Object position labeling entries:
====================

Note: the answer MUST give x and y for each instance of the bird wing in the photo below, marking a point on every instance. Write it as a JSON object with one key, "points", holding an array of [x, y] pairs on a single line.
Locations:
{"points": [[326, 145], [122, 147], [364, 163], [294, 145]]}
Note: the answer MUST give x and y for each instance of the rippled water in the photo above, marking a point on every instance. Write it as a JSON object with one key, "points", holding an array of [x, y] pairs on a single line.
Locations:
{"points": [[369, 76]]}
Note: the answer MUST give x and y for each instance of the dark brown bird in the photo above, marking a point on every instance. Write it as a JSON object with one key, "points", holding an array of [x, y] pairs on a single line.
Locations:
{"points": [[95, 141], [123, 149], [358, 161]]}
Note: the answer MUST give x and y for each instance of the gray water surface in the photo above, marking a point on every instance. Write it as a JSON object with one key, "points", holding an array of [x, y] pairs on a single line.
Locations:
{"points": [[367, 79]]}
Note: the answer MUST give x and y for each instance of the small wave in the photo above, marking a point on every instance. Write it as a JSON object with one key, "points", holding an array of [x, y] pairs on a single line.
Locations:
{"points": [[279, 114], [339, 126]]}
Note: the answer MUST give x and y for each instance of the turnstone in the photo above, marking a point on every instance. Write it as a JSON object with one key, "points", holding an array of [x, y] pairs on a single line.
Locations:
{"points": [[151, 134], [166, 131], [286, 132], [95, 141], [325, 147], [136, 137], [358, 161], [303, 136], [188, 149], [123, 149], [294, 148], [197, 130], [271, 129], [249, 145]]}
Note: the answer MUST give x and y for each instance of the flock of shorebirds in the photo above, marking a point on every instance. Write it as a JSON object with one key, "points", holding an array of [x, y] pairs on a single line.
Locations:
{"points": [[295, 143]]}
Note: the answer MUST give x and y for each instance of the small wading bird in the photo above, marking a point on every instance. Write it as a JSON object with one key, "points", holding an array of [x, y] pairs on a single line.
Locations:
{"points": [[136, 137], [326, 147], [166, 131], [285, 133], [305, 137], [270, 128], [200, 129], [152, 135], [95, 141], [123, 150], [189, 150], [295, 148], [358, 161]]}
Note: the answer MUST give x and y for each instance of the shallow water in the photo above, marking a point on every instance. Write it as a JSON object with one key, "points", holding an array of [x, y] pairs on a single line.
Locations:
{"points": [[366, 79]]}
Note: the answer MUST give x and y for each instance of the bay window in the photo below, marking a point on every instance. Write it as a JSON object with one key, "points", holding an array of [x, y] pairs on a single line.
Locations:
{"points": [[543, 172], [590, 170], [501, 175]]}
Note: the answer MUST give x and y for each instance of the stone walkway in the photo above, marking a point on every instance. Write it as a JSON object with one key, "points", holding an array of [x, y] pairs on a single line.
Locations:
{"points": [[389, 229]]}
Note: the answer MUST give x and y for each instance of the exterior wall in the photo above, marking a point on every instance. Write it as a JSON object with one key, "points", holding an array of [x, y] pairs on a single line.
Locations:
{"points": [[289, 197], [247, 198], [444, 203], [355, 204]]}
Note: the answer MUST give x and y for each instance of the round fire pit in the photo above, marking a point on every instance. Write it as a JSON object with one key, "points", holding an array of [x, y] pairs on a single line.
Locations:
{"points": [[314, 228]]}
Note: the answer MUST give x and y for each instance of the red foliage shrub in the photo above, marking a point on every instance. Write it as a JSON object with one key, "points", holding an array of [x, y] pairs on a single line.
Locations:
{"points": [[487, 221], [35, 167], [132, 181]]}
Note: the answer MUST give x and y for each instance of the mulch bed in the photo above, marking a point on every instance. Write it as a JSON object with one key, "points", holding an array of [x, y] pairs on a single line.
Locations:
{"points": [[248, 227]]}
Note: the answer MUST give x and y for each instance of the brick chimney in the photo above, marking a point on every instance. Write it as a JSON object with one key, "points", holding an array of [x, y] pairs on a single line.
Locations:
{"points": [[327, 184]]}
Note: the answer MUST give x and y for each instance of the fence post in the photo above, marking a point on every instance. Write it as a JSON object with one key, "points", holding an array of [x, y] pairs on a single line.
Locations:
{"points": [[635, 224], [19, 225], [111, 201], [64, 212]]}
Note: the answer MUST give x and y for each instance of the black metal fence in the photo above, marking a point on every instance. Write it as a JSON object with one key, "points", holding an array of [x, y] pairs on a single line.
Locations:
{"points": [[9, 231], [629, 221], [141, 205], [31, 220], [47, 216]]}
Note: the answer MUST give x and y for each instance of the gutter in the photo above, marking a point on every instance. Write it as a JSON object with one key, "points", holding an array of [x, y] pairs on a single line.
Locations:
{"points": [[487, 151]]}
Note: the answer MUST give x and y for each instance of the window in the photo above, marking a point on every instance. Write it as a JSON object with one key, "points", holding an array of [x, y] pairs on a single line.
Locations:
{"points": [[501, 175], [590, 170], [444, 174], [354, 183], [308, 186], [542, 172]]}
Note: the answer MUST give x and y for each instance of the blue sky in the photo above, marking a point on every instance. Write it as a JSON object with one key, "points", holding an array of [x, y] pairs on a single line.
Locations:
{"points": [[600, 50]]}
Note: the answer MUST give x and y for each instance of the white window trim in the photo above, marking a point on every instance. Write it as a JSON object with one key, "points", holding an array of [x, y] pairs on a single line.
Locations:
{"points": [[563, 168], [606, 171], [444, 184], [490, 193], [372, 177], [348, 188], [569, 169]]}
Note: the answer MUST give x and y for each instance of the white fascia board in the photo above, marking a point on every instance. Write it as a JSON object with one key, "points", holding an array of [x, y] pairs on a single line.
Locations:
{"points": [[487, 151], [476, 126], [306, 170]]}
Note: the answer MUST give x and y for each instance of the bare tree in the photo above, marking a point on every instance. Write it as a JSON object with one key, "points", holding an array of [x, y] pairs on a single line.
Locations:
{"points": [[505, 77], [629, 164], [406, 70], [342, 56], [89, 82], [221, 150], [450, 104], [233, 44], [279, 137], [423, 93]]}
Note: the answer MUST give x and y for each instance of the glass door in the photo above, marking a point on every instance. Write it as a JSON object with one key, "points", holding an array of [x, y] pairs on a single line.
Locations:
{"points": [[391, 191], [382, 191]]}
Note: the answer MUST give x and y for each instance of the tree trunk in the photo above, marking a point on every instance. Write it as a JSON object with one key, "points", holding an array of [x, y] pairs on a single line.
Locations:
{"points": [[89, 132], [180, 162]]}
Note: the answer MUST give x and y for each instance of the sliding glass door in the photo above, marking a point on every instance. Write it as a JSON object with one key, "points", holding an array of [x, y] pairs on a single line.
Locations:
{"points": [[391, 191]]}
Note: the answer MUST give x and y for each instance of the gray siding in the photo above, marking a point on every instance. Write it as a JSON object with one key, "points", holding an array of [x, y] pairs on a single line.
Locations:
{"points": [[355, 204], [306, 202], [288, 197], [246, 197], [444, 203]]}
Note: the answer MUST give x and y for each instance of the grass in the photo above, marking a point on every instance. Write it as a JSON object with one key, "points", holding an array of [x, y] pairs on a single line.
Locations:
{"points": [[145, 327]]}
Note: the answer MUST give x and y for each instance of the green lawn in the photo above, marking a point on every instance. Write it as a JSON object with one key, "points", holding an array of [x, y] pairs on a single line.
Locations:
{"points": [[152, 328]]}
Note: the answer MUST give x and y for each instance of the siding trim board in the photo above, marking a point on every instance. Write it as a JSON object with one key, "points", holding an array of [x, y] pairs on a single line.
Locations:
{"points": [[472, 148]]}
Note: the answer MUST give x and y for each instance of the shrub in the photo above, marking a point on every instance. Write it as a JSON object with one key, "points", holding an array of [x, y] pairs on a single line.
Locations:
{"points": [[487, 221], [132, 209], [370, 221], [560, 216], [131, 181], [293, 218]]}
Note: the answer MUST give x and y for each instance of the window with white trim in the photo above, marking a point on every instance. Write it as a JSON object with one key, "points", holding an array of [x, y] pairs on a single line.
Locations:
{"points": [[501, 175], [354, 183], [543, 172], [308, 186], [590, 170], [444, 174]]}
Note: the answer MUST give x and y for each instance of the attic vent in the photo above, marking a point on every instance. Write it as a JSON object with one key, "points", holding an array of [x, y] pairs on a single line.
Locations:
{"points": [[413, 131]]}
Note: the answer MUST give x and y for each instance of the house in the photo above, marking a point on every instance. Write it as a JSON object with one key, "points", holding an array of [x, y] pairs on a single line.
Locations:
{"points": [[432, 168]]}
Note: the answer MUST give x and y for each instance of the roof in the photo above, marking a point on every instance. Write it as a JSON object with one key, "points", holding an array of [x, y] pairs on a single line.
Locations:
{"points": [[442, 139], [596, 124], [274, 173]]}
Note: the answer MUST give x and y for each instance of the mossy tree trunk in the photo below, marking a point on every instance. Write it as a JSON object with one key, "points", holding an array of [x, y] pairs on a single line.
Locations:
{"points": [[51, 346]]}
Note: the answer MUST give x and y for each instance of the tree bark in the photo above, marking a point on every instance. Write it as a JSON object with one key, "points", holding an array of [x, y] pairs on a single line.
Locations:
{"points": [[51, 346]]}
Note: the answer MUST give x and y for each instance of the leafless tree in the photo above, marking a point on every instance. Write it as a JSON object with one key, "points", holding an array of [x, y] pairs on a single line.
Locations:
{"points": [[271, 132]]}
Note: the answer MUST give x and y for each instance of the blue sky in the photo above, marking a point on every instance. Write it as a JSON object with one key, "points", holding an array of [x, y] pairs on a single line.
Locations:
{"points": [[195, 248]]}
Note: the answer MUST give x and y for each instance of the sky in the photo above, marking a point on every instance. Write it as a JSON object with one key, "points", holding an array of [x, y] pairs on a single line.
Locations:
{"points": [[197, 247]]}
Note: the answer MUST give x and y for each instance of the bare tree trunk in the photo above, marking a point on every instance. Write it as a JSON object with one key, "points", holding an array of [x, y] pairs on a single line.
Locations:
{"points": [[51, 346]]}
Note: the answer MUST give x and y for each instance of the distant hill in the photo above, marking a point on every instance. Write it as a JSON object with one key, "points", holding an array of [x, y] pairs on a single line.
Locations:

====================

STATED PROBLEM ▸
Copy out exactly the lines between the line with "instance of the sky" and the last line of the entries, counting both of those lines.

COMPLETE RESPONSE ▸
Note: the answer MUST give x and y for each instance of the sky in the photo above, marking a point on every instance. Write it as a JSON object with one key, "points", holding an array of [x, y] pairs on a single line.
Locations:
{"points": [[197, 247]]}
Note: the answer MUST give x and y for each instance of the bare tree trunk in the photo above, marking a point on every instance. Write it as a JSON object with one key, "points", holding an array of [x, y] pairs on a single line.
Locations:
{"points": [[51, 346]]}
Note: the answer MUST give x and y for each instance of the distant hill in the photo above, marking a point on every instance. Write it as a JSON object with one key, "points", holding an array of [x, y] pairs on a single line.
Locations:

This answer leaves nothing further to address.